- _Aim of the task_:
Go through the records below and return each line that has "light" in it.
**** Given information
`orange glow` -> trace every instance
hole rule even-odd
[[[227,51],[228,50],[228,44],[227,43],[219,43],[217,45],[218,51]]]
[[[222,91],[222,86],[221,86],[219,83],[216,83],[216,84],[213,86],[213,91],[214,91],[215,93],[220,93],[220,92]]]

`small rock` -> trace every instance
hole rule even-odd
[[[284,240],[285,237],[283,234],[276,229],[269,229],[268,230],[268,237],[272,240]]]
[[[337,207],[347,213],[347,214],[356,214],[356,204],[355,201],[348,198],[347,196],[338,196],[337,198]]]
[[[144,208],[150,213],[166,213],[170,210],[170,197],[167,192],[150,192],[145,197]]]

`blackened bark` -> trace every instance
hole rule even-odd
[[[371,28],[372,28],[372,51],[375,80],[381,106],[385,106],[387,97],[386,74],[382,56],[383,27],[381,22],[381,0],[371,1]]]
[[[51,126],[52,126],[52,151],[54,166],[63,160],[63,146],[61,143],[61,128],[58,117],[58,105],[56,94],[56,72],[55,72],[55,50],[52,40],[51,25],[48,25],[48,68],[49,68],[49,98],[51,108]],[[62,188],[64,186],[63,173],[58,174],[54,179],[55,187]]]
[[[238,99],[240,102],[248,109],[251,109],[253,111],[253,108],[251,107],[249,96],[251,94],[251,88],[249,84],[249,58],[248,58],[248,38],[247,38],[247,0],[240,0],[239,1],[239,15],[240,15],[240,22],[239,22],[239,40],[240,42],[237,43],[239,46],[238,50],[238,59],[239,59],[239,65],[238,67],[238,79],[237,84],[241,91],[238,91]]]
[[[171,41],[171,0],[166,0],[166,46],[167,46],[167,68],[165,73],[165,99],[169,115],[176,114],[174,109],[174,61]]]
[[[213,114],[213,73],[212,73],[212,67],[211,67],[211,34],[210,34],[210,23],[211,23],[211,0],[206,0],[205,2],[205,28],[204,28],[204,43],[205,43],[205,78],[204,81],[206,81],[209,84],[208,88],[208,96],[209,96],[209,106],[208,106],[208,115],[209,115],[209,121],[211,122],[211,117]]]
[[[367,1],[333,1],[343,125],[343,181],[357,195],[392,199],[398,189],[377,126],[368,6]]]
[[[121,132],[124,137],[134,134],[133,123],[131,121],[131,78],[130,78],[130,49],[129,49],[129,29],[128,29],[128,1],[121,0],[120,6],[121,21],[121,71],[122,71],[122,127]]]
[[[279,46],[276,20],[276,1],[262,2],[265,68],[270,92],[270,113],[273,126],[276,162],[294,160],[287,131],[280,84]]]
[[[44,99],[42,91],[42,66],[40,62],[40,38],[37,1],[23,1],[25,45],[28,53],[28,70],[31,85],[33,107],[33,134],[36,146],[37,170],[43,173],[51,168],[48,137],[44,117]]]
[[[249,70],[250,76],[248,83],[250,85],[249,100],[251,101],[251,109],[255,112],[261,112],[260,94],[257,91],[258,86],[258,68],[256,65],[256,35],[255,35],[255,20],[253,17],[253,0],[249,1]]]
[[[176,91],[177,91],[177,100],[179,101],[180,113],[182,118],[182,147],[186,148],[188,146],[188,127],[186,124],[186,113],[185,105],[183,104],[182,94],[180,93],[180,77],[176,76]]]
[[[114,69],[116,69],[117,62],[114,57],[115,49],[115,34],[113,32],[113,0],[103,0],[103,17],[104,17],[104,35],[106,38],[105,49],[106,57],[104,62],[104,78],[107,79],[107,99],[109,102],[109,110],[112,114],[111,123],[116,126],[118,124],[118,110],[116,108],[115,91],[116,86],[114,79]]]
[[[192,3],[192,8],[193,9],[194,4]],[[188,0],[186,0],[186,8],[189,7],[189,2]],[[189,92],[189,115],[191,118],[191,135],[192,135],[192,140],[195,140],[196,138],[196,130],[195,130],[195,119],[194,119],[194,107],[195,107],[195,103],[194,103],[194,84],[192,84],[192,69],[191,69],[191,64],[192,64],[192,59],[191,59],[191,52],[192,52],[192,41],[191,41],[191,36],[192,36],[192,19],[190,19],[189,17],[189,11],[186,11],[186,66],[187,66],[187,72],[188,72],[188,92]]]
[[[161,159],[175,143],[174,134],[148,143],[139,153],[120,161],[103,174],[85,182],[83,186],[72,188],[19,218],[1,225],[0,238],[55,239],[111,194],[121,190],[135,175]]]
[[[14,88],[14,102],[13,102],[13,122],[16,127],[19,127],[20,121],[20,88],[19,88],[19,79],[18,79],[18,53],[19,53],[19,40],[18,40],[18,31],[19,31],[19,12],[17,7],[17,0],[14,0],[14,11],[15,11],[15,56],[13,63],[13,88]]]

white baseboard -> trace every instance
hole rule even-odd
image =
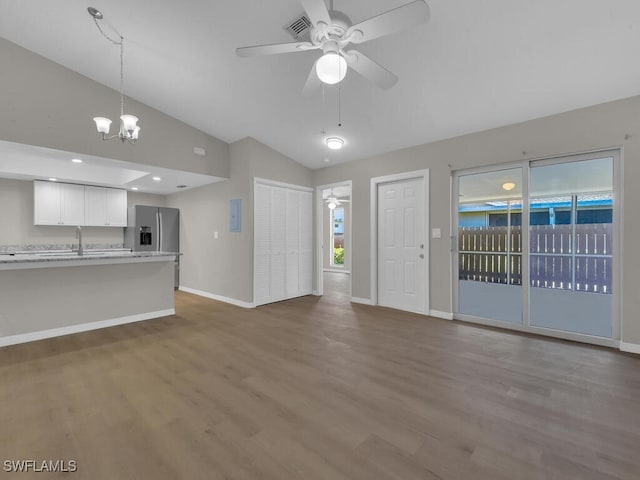
[[[88,332],[89,330],[98,330],[100,328],[115,327],[116,325],[124,325],[125,323],[140,322],[142,320],[151,320],[152,318],[167,317],[175,315],[175,308],[167,310],[159,310],[157,312],[138,313],[136,315],[128,315],[126,317],[112,318],[109,320],[101,320],[99,322],[81,323],[78,325],[69,325],[68,327],[51,328],[49,330],[40,330],[38,332],[20,333],[18,335],[9,335],[0,337],[0,347],[8,345],[17,345],[18,343],[35,342],[36,340],[44,340],[45,338],[62,337],[63,335],[71,335],[72,333]]]
[[[440,310],[429,310],[429,315],[436,318],[444,318],[445,320],[453,320],[452,312],[441,312]]]
[[[245,302],[243,300],[238,300],[237,298],[223,297],[222,295],[216,295],[215,293],[205,292],[203,290],[196,290],[195,288],[180,286],[178,290],[181,290],[187,293],[193,293],[194,295],[198,295],[200,297],[210,298],[211,300],[218,300],[219,302],[230,303],[231,305],[235,305],[236,307],[242,307],[242,308],[256,307],[253,303]]]
[[[627,353],[637,353],[640,355],[640,345],[637,343],[620,342],[620,351]]]
[[[318,290],[314,290],[312,295],[314,295],[316,297],[319,297],[320,296],[320,292]]]
[[[323,272],[332,272],[332,273],[347,273],[347,274],[351,274],[350,270],[343,270],[342,268],[324,268],[322,269]]]
[[[373,305],[370,298],[351,297],[351,303],[361,303],[362,305]]]

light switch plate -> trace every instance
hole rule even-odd
[[[440,231],[439,228],[431,229],[431,238],[441,238],[441,237],[442,237],[442,232]]]
[[[214,240],[218,240],[218,232],[213,232],[213,238]]]

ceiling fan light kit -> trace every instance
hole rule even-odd
[[[114,40],[104,33],[102,27],[98,23],[98,20],[102,20],[104,16],[102,13],[93,8],[87,8],[89,15],[93,17],[93,21],[100,30],[103,37],[109,40],[114,45],[120,46],[120,130],[117,134],[109,136],[109,130],[111,129],[111,120],[106,117],[93,117],[93,121],[96,123],[96,129],[98,133],[102,134],[103,140],[111,140],[112,138],[119,138],[122,143],[125,141],[134,144],[138,141],[140,134],[140,126],[138,125],[138,117],[135,115],[127,115],[124,113],[124,37],[120,34],[119,40]]]
[[[347,75],[347,61],[337,52],[327,52],[316,62],[316,74],[321,82],[339,83]]]

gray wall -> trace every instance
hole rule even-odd
[[[253,181],[255,177],[310,187],[311,170],[245,138],[229,147],[228,180],[167,197],[180,209],[180,284],[253,301]],[[242,231],[229,232],[229,201],[242,200]],[[218,232],[218,239],[214,233]]]
[[[166,197],[148,193],[127,192],[132,205],[163,207]],[[50,245],[76,243],[76,228],[58,225],[33,224],[33,182],[0,178],[0,246]],[[84,227],[85,244],[117,244],[123,242],[121,227]]]
[[[228,176],[225,142],[128,98],[127,112],[140,118],[140,141],[135,146],[105,142],[92,119],[118,118],[117,91],[2,38],[0,58],[0,140]],[[194,155],[194,146],[206,148],[207,156]]]
[[[343,165],[316,170],[315,185],[353,181],[353,296],[370,298],[369,190],[372,177],[430,170],[430,227],[443,238],[430,240],[431,309],[451,312],[450,178],[452,170],[527,158],[623,147],[622,340],[640,344],[640,297],[636,273],[640,250],[640,97],[610,102],[547,118],[419,145]],[[628,138],[626,137],[628,135]],[[525,152],[523,154],[523,152]]]

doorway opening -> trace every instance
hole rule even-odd
[[[351,181],[316,190],[318,262],[316,294],[351,298]]]

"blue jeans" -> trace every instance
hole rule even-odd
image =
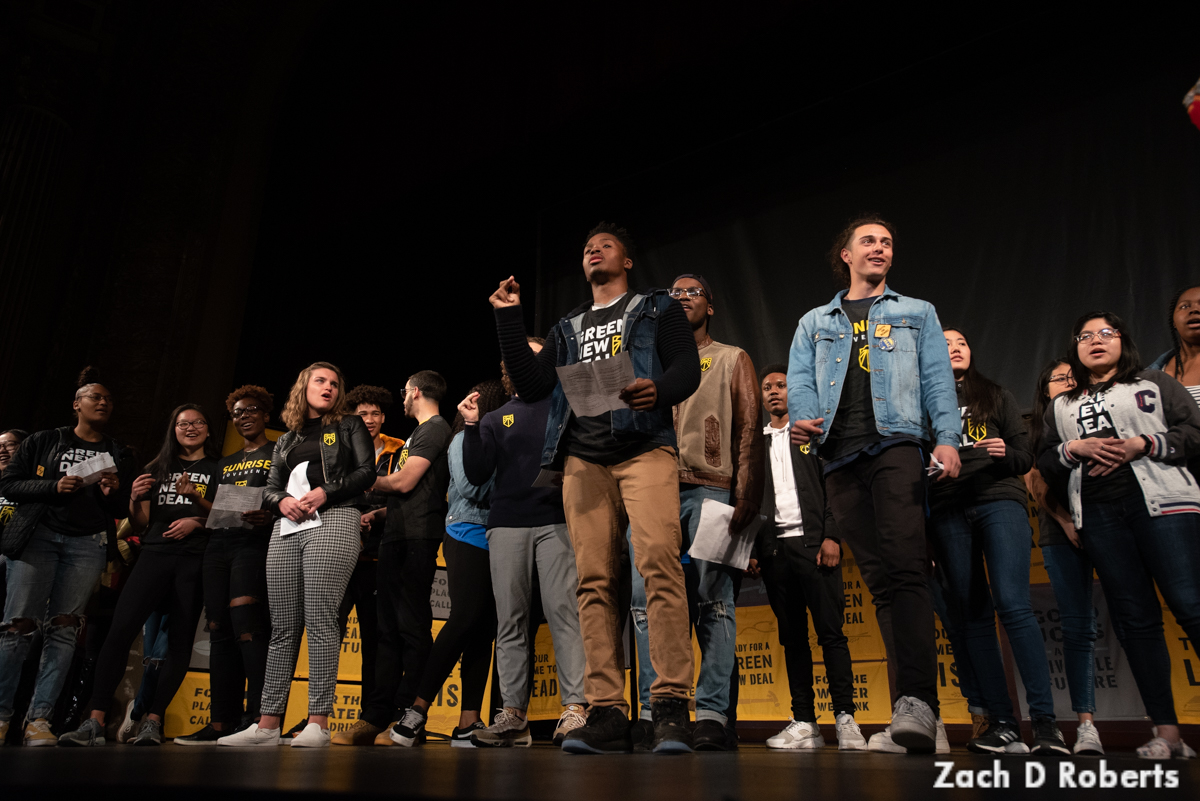
[[[679,485],[679,523],[684,553],[692,546],[700,525],[700,507],[705,498],[729,503],[729,490],[700,484]],[[629,536],[629,532],[626,532]],[[629,544],[633,559],[633,543]],[[734,611],[733,572],[731,568],[700,559],[689,559],[683,566],[687,583],[688,612],[696,627],[700,644],[700,676],[696,680],[696,720],[726,722],[729,709],[729,677],[733,673],[737,650],[737,619]],[[650,685],[657,674],[650,664],[650,633],[646,624],[646,585],[632,571],[633,634],[638,649],[638,697],[641,717],[650,716]]]
[[[134,720],[146,714],[154,705],[154,691],[158,688],[158,672],[167,658],[167,627],[171,616],[155,610],[146,618],[142,627],[142,683],[138,687],[137,697],[133,700]]]
[[[1073,712],[1096,711],[1096,607],[1092,602],[1092,560],[1070,543],[1043,545],[1042,559],[1062,629],[1063,661]]]
[[[62,692],[83,611],[104,570],[105,535],[67,537],[37,526],[21,551],[8,560],[8,592],[0,622],[0,720],[12,720],[13,696],[33,634],[10,630],[14,620],[32,620],[45,638],[29,720],[49,718]]]
[[[1200,643],[1200,516],[1151,517],[1142,494],[1083,504],[1083,547],[1104,588],[1146,714],[1175,725],[1171,659],[1154,585],[1192,643]]]
[[[975,666],[971,664],[971,654],[967,652],[967,638],[964,633],[964,622],[961,620],[957,606],[951,609],[946,602],[946,575],[941,565],[934,569],[929,579],[929,597],[933,601],[933,611],[950,637],[950,649],[954,652],[954,679],[958,691],[967,699],[967,711],[972,715],[986,715],[987,702],[979,689],[979,681],[975,678]],[[990,596],[989,596],[990,606]],[[994,614],[994,611],[992,612]]]
[[[989,501],[940,511],[929,520],[929,535],[944,571],[946,603],[951,617],[955,609],[960,615],[966,651],[988,714],[1015,722],[994,607],[1025,684],[1030,716],[1054,717],[1046,647],[1029,602],[1033,532],[1025,507],[1016,501]]]

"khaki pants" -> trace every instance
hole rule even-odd
[[[626,610],[617,601],[627,517],[635,563],[646,582],[650,664],[658,674],[650,695],[687,699],[692,641],[679,564],[679,467],[674,452],[662,447],[612,467],[569,456],[563,506],[579,573],[588,703],[629,713],[621,643]]]

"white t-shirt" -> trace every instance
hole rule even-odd
[[[771,438],[771,478],[775,483],[775,524],[779,539],[804,535],[804,520],[800,515],[800,499],[796,495],[796,474],[792,470],[790,426],[766,426],[763,433]]]

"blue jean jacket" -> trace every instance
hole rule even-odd
[[[663,372],[662,363],[658,358],[658,317],[671,303],[671,297],[665,289],[655,289],[629,295],[623,302],[625,322],[622,328],[621,350],[629,353],[635,376],[654,380]],[[591,304],[587,304],[579,307],[554,326],[552,335],[559,367],[579,361],[579,335],[583,329],[583,315],[590,306]],[[560,383],[554,387],[554,393],[550,396],[550,414],[546,419],[546,445],[542,449],[543,468],[562,469],[565,454],[559,452],[559,446],[570,419],[571,404],[567,401]],[[675,421],[669,406],[648,412],[635,412],[627,408],[613,411],[612,435],[618,440],[649,439],[659,445],[677,447]]]
[[[828,304],[800,318],[788,358],[788,415],[792,420],[825,418],[820,443],[833,426],[852,361],[853,330],[842,311],[845,296],[842,290]],[[885,288],[867,320],[871,394],[879,433],[908,434],[935,446],[957,448],[962,421],[954,371],[933,305]],[[886,338],[875,336],[878,325],[891,326]]]
[[[477,487],[467,481],[466,471],[463,470],[463,432],[459,431],[450,440],[450,450],[447,461],[450,463],[450,488],[447,493],[450,499],[450,509],[446,514],[446,526],[454,523],[475,523],[487,525],[488,499],[492,496],[492,484],[496,481],[495,474],[482,487]]]

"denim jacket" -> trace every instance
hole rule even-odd
[[[788,359],[788,415],[792,420],[825,418],[823,443],[833,427],[846,368],[852,360],[853,330],[842,298],[800,318]],[[867,316],[871,343],[871,394],[875,425],[883,436],[907,434],[957,448],[962,421],[954,371],[933,305],[885,288]],[[891,326],[876,337],[876,326]],[[887,340],[892,345],[885,350]]]
[[[487,525],[488,498],[492,494],[492,477],[482,487],[477,487],[467,480],[463,470],[463,432],[459,431],[450,440],[450,450],[446,454],[450,463],[450,511],[446,513],[446,526],[452,523],[475,523]]]

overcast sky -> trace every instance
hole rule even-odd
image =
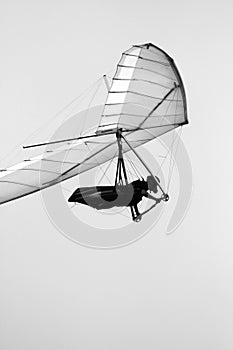
[[[227,0],[0,2],[0,157],[152,42],[184,79],[194,185],[172,235],[165,213],[108,251],[61,235],[40,195],[0,207],[1,349],[232,349],[232,15]]]

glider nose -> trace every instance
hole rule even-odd
[[[75,190],[72,195],[69,197],[68,202],[78,202],[82,197],[80,189]]]

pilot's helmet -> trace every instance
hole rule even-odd
[[[152,176],[152,175],[149,175],[147,176],[147,183],[148,183],[148,190],[149,191],[153,191],[154,193],[157,193],[158,192],[158,183],[160,183],[160,180],[157,176]]]

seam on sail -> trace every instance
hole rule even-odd
[[[157,72],[157,71],[154,71],[154,70],[151,70],[151,69],[148,69],[148,68],[144,68],[144,67],[125,66],[125,65],[123,65],[123,64],[118,64],[118,67],[120,67],[120,68],[135,68],[135,69],[141,69],[141,70],[145,70],[145,71],[148,71],[148,72],[157,74],[157,75],[161,75],[162,77],[167,78],[168,80],[172,80],[172,81],[177,80],[177,79],[174,79],[174,78],[172,78],[172,77],[168,77],[168,76],[165,75],[165,74],[162,74],[162,73],[159,73],[159,72]]]
[[[22,182],[17,182],[17,181],[11,181],[11,180],[0,180],[0,182],[5,182],[5,183],[14,184],[14,185],[21,185],[21,186],[25,186],[25,187],[31,187],[31,188],[40,189],[40,187],[38,187],[38,186],[29,185],[29,184],[25,184],[25,183],[22,183]]]
[[[146,79],[137,79],[137,78],[133,78],[133,79],[112,78],[112,80],[116,80],[116,81],[127,81],[127,80],[130,80],[130,81],[138,81],[138,82],[141,82],[141,81],[142,81],[143,83],[149,83],[149,84],[161,86],[161,87],[164,87],[164,88],[166,88],[166,89],[170,89],[170,88],[171,88],[171,86],[166,86],[166,85],[163,85],[163,84],[156,83],[155,81],[146,80]]]
[[[150,58],[145,58],[145,57],[142,57],[142,56],[132,55],[132,54],[130,54],[130,53],[123,53],[123,55],[125,55],[125,56],[131,56],[131,57],[138,57],[138,58],[141,59],[141,60],[145,60],[145,61],[149,61],[149,62],[154,62],[154,63],[162,64],[163,66],[166,66],[166,67],[171,67],[171,65],[170,65],[169,63],[166,63],[166,62],[156,61],[156,60],[152,60],[152,59],[150,59]]]
[[[145,94],[142,94],[140,92],[131,91],[131,90],[128,90],[128,91],[111,91],[110,94],[134,94],[134,95],[139,95],[139,96],[142,96],[142,97],[153,98],[155,100],[162,100],[161,97],[145,95]],[[182,102],[182,100],[171,100],[171,99],[166,99],[166,101]]]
********
- _Solution_:
light switch plate -> trace every instance
ceiling fan light kit -> trace every instance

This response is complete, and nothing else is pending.